* Goal of the exercise
Return the material exactly as supplied, apart from the pictures, which are omitted.

* Location identification entries
══════════════════════════════
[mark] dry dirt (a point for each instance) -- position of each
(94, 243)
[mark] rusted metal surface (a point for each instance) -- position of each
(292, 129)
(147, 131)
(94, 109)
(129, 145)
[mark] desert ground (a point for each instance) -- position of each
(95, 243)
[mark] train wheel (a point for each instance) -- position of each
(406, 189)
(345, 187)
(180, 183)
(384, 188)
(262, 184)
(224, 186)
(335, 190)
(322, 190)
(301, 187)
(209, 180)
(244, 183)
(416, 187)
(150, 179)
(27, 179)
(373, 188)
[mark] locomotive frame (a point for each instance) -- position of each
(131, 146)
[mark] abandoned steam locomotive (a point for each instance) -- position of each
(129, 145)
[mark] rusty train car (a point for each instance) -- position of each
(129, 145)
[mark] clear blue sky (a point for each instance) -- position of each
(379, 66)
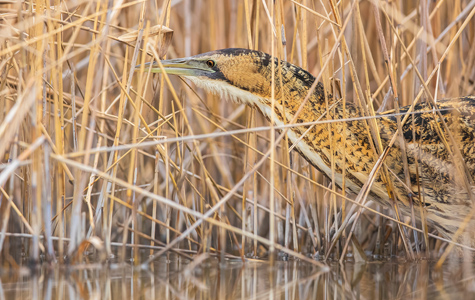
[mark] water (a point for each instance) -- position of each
(180, 279)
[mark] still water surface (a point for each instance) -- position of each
(179, 279)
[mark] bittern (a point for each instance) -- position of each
(438, 146)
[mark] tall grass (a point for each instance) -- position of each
(97, 157)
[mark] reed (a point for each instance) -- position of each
(98, 158)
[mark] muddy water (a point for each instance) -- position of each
(179, 279)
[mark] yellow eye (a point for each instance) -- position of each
(210, 63)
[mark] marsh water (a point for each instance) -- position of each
(177, 278)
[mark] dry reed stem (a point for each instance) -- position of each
(90, 106)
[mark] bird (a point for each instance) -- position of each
(440, 166)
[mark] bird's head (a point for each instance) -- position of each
(239, 74)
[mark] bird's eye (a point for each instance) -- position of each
(210, 63)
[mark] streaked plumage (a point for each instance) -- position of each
(245, 77)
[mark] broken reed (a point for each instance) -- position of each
(97, 156)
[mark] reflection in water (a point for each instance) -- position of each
(235, 280)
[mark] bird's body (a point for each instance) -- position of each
(246, 77)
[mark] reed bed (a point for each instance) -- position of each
(97, 158)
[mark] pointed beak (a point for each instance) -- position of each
(180, 66)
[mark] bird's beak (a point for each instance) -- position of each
(179, 66)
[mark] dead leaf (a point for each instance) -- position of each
(164, 32)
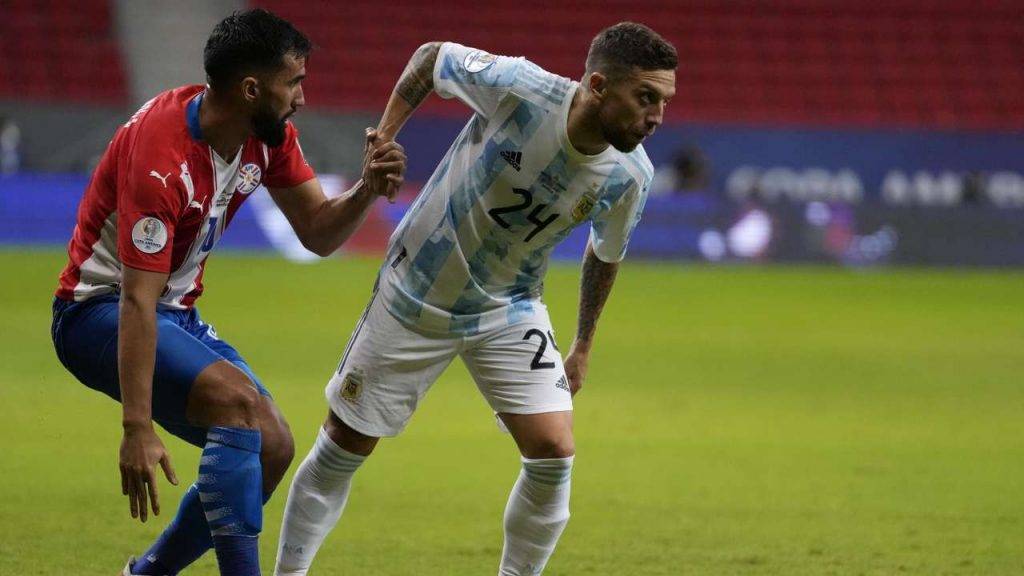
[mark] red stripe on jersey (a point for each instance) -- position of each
(153, 203)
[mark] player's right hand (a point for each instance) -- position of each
(383, 165)
(140, 451)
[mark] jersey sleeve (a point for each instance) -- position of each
(610, 231)
(478, 79)
(287, 166)
(151, 199)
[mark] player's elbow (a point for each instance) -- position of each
(428, 52)
(317, 246)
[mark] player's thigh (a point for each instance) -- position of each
(519, 368)
(548, 435)
(87, 343)
(384, 372)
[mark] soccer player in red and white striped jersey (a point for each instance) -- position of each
(124, 317)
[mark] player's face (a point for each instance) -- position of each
(280, 97)
(633, 108)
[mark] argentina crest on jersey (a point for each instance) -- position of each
(586, 204)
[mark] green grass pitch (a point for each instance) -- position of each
(751, 421)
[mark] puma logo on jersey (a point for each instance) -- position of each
(163, 179)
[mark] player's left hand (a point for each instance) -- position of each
(576, 368)
(383, 165)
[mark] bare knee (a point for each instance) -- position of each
(223, 396)
(348, 438)
(278, 444)
(550, 448)
(542, 436)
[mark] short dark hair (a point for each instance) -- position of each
(248, 42)
(617, 49)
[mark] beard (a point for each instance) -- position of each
(621, 139)
(268, 128)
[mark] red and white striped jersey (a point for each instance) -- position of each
(161, 198)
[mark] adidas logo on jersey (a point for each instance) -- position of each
(513, 158)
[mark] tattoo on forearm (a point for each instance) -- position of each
(418, 79)
(595, 285)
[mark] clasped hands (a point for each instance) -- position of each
(383, 165)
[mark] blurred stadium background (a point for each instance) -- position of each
(803, 130)
(791, 419)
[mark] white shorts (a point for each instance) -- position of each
(387, 368)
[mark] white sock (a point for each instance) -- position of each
(315, 501)
(536, 516)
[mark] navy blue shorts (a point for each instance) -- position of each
(85, 336)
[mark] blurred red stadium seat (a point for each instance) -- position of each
(59, 51)
(902, 63)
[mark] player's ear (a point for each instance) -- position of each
(250, 89)
(598, 85)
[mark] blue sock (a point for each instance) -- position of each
(186, 538)
(183, 541)
(229, 489)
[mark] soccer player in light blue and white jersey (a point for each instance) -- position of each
(465, 269)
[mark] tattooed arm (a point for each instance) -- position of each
(595, 285)
(414, 86)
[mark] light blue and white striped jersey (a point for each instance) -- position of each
(471, 253)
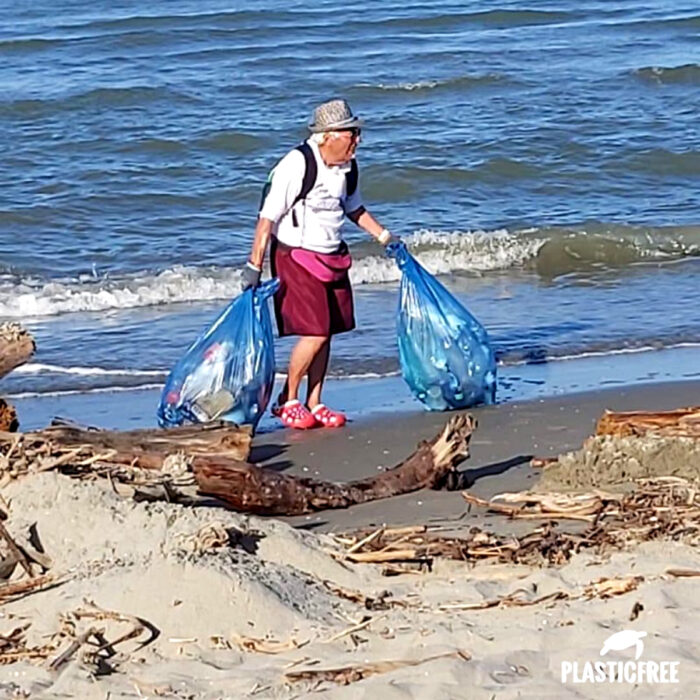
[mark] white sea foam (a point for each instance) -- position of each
(440, 252)
(39, 368)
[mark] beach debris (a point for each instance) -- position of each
(100, 653)
(680, 422)
(683, 573)
(15, 554)
(216, 455)
(346, 675)
(602, 588)
(666, 507)
(625, 639)
(529, 504)
(16, 347)
(260, 646)
(14, 647)
(252, 489)
(636, 609)
(16, 589)
(610, 587)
══════════════════════════════
* Solution to this exercise
[mark] dry dirt (a point for each instance) -- position of each
(94, 243)
[mark] rusted metal surface (a point for each instance) -- position of each
(292, 129)
(147, 131)
(94, 109)
(129, 145)
[mark] desert ground (a point for each instance) -- position of each
(95, 243)
[mark] train wheel (a point for each instance) -- position of each
(406, 189)
(345, 187)
(180, 183)
(384, 188)
(262, 184)
(224, 186)
(335, 190)
(322, 190)
(301, 187)
(209, 180)
(244, 183)
(416, 187)
(150, 179)
(27, 179)
(373, 188)
[mark] locomotive frame (a point for each instance) -- position of each
(131, 146)
[mark] abandoned steam locomotive (a point for each instance) -- position of each
(129, 145)
[mark] rusty train car (a point for each instance) -- position of each
(129, 145)
[mark] clear blue sky (a point for each instance) -- position of each
(379, 66)
[mark] water (a point for each instance) -- position of each
(180, 279)
[mark] still water surface (a point for each instance) -- position of each
(179, 279)
[mark] bittern (a point for each instance) -- position of each
(438, 146)
[mark] tall grass (a point for each instance) -- position of each
(97, 157)
[mark] reed (a point for each instance) -- position of each
(98, 158)
[mark] muddy water (a point for each instance) -- position of each
(179, 279)
[mark] yellow eye (a point for each instance) -- position of each
(210, 63)
[mark] marsh water (a point for each instance) -- position of each
(177, 278)
[mark] dry reed stem (a point for each instance) -- position of each
(90, 106)
[mark] bird (a point for each instance) -- position of each
(440, 166)
[mark] bird's head (a point for each instance) -- position of each
(239, 74)
[mark] bird's eye (a point for each instance) -- position of each
(210, 63)
[mark] streaked plumage (a point for each instance) -- position of each
(245, 77)
[mark] broken reed (a point for each instance) -- position of each
(97, 156)
[mark] reflection in water (a point for each instance) -- position of each
(235, 280)
[mark] bird's body (a point for each instance) -- position of each
(246, 77)
[mark] reed bed (a point for each instance) -- position of each
(97, 158)
[mark] pointed beak (a point for each instance) -- position of each
(180, 66)
[mark] bird's beak (a point for each instance) -- position of each
(179, 66)
[mark] dead leaf (a point for each instance) -- position of each
(164, 32)
[mark] red stripe on jersey (a point for each instance) -- position of each
(153, 203)
[mark] player's right hand (a point for each instance) -- position of each
(383, 165)
(140, 451)
[mark] jersey sleeve (a point for each instance) -- position of each
(610, 231)
(478, 79)
(287, 166)
(151, 199)
[mark] player's elbow (a point for each instance) -- position of each
(428, 52)
(317, 246)
[mark] player's thigh (a point for each instance) -- position of each
(519, 368)
(548, 435)
(87, 343)
(384, 372)
[mark] soccer player in red and white striped jersey (a point for each instance) -- position of each
(124, 317)
[mark] player's face (a point for each instance) -- position of each
(280, 97)
(633, 108)
[mark] argentina crest on jersey (a point for each instance) -- position of each
(586, 204)
[mark] green grass pitch (a point for each instance) -- position of each
(751, 421)
[mark] puma logo on jersey (a point for each instance) -- position of each
(163, 179)
[mark] player's left hand (a point for each instance) -- position of each
(576, 368)
(383, 165)
[mark] bare knee (a point for each instance) -- position of each
(223, 396)
(348, 438)
(278, 444)
(550, 448)
(542, 436)
[mark] short dark hair (a point for each instance) -- position of each
(248, 42)
(617, 49)
[mark] beard (a point for each instance) -- position of each
(621, 139)
(268, 128)
[mark] red and white striped jersey (a point for each instance) -- position of each
(161, 198)
[mark] adidas logo on jersey (a point for each instance) -- position of each
(513, 158)
[mark] tattoo on forearm (a point for each instance) -- position of each
(418, 79)
(595, 285)
[mark] clasped hands (a point for each instance) -- position of each
(383, 165)
[mark] blurred stadium background (a point for each instance) -- position of each
(803, 130)
(791, 419)
[mark] white shorts (a point for each instance) -- position of each
(387, 368)
[mark] white sock (a point for each instance) -- position of each
(315, 501)
(536, 516)
[mark] navy blue shorts (a point for each instance) -- position of each
(85, 336)
[mark] blurred red stadium seat (a point for each instance) -- position of each
(59, 51)
(902, 63)
[mark] player's ear (a point for each instance) -- position of each
(250, 89)
(598, 85)
[mark] blue sock (a point for each instance) -- position of each
(186, 538)
(183, 541)
(229, 489)
[mark] soccer player in light blue and white jersey (a point for each instance) -- position of each
(465, 269)
[mark] tattooed arm (a point for each instance) -- position of each
(595, 285)
(414, 86)
[mark] light blue and white striped jersey (a point for each instance) -- position of each
(471, 253)
[mark] white sea foam (a point for each instance) -- position of each
(440, 252)
(39, 368)
[mark] beach debris (a point for each instance) -- position of each
(100, 653)
(680, 422)
(683, 573)
(15, 554)
(216, 455)
(346, 675)
(602, 588)
(666, 507)
(625, 639)
(529, 504)
(16, 347)
(260, 646)
(14, 647)
(252, 489)
(636, 609)
(16, 589)
(610, 587)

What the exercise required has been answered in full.